## Excerpt provided
────
# Did I show you guys this shot?



## Capt Rick Hiott (Dec 14, 2007)

This the Folly pier just south of Charleston SC.

It was a 90 second exposure.


----------



## Batboy0068 (Oct 10, 2006)

that is a awsome pic


----------



## TripleGrip (Oct 18, 2007)

very very nice


----------



## team axis (Jan 24, 2008)

Thats A Wall Hanger. Put Er In A Frame


----------



## bluegill addict (Aug 13, 2005)

Very nice picture.


----------



## Slip (Jul 25, 2006)

I love it.


----------



## Freshwaterman (May 21, 2004)

Sweet as it gets Capt.


----------



## DeepBlueGulf (Jan 18, 2005)

Thanks for sharing!! Great photo!

Tom - DBG


----------



## Capt Rick Hiott (Dec 14, 2007)

Thanks guys. It was taken last Chritsmas eve at about 10:00 at night with a full moon.

Here is another from the same night of the old slave market in down town Charleston,SC


----------



## WillieP (Jul 2, 2004)

Those are some really great pic's. :cheers:


----------



## ifish2 (Aug 13, 2005)

I love the first one - it's actually one of my favorites that I've seen on here!


----------



## chicapesca (Jun 7, 2004)

Whoa, Capt Rick, that is beautiful! 90 sec shot, wow, I am impressed!


----------



## no bait (Jan 19, 2007)

Super Thanks For Sharing.


----------



## Slip (Jul 25, 2006)

How did you know how long to hold down the exposure? Did you try multiple exposures? I love both of them. I would like to gove some a try like that.


----------



## Brent (May 26, 2004)

Those are beautiful. Great applications of a specialized technique...


----------



## Capt Rick Hiott (Dec 14, 2007)

Slip,,,The shot was taken with a Canon Rebel XTI and a Canon 50mm 1.4 lens. I think the f-stop was set at 5.6
I started with a 60 second shutter speed and went up at 10 second intervals until I got it right.
────
## Stored records
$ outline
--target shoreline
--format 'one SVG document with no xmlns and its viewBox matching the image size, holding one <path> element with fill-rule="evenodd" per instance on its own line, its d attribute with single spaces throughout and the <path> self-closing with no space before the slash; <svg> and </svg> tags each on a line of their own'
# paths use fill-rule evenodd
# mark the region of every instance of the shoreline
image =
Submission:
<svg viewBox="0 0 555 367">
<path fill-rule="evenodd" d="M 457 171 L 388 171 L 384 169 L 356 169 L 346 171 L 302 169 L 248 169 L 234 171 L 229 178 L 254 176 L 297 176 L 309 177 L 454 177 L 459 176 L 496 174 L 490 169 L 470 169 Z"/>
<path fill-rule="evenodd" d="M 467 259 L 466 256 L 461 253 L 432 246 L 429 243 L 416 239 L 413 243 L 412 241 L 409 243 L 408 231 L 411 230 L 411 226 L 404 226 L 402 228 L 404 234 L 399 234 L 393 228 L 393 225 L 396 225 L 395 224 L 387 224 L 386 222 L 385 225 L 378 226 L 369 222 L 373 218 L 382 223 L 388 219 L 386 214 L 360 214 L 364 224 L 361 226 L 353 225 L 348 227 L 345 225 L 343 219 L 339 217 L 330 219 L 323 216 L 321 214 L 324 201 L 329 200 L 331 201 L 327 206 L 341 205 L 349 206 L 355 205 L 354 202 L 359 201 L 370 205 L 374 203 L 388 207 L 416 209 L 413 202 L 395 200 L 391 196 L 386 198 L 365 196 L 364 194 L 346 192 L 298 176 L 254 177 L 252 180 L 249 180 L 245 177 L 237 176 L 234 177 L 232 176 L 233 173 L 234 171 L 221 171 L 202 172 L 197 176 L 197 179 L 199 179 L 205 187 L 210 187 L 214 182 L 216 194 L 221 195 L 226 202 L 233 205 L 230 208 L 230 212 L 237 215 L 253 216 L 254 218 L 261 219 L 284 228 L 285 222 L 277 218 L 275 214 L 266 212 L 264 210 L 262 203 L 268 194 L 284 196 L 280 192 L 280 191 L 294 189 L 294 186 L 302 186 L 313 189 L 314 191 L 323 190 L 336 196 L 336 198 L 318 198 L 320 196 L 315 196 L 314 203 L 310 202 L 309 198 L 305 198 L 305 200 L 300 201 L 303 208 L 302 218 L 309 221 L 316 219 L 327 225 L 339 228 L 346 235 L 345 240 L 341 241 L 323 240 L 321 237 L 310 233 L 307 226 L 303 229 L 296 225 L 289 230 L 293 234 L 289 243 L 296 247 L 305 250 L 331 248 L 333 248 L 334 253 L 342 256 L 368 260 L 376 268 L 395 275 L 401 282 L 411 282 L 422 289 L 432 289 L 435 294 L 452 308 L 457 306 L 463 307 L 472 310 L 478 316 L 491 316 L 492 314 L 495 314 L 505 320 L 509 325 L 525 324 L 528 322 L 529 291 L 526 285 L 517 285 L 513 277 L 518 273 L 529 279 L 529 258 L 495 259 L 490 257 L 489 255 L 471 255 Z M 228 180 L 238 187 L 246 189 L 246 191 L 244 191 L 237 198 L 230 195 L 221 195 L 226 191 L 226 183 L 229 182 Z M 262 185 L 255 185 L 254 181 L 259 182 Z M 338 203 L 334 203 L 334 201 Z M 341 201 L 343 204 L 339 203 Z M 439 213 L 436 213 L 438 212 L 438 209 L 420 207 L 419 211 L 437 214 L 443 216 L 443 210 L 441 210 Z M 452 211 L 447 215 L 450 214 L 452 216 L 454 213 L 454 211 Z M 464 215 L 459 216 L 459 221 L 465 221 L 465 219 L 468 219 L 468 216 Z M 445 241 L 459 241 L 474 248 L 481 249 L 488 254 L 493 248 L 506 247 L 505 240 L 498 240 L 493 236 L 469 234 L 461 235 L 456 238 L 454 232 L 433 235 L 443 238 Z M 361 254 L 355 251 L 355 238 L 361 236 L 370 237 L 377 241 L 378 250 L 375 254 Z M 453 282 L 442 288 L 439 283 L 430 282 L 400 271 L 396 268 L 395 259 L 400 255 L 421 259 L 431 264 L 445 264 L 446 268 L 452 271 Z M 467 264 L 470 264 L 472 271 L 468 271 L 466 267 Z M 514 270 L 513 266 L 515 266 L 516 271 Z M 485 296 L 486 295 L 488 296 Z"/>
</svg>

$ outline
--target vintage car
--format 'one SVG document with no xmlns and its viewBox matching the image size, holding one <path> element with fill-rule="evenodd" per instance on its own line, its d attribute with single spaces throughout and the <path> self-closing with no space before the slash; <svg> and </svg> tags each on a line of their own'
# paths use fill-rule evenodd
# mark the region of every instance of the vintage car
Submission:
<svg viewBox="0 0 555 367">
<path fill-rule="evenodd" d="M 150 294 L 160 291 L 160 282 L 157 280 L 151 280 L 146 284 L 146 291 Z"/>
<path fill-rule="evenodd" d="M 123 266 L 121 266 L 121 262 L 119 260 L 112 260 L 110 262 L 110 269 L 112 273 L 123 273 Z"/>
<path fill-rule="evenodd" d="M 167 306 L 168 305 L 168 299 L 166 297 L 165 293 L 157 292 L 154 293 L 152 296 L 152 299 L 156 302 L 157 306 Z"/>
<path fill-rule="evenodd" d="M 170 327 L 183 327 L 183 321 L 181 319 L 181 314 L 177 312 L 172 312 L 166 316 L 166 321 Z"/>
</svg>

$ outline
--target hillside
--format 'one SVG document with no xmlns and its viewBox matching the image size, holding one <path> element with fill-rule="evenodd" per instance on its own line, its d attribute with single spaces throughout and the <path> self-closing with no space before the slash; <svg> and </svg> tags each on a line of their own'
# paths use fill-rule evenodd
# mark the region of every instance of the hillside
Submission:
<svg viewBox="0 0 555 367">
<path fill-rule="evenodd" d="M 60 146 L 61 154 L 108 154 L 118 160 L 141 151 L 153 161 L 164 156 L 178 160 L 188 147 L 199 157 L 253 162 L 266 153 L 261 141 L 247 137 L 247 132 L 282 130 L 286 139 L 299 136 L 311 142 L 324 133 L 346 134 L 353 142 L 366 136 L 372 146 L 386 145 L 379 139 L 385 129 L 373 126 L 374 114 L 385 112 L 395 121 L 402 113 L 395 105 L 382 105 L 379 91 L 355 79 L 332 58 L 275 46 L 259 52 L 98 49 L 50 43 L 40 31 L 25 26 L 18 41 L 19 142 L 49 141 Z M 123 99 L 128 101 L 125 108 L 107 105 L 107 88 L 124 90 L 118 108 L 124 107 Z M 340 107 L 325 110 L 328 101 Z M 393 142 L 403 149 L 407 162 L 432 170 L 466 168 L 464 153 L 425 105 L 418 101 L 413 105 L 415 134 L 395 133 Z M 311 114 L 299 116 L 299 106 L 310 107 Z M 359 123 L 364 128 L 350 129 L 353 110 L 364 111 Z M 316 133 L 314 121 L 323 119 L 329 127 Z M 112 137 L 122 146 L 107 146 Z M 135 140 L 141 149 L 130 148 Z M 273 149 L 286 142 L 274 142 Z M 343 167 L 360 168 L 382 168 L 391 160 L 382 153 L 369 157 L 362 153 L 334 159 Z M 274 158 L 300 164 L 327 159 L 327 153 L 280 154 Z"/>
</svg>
────
## Stated task 1
In the forum thread about the Folly pier photo, how long was the exposure?
## Stated task 2
Please carry on the forum thread about the Folly pier night photo, starting after its last post.

## Response 1
90 seconds.

## Response 2
Its not that hard to do. Make sure you lock your mirror up when you do something like this, and a good tri-pod is a must. I only do something like this during a full moon with no clouds. Im glad you guys like it!


----------



## Blue Water Ho (May 21, 2004)

Whoa!!!! Thoese are sweet, if ya have any more I wouldnt be upset if you shared them.


----------



## Capt Rick Hiott (Dec 14, 2007)

I have shot a few models too..The blonde is the wife...............


----------



## Gator_Nutz (Sep 27, 2006)

Very nice portraits Rick and very pretty models. I especially like the second one in the red hat. Great lighting and color and the effect of whatever post processing you did is very pleasing. Great to see your work.
James


----------



## Capt Rick Hiott (Dec 14, 2007)

Thanks James....................


----------



## Slip (Jul 25, 2006)

Thanks Capt,

You must spread some Reputation around before giving it to Capt Rick Hiott again.
​I ordered a wired shutter switch to give it a try. I have the XTi and the wireless models require you to be in front of camera to use it, so I got the wired model.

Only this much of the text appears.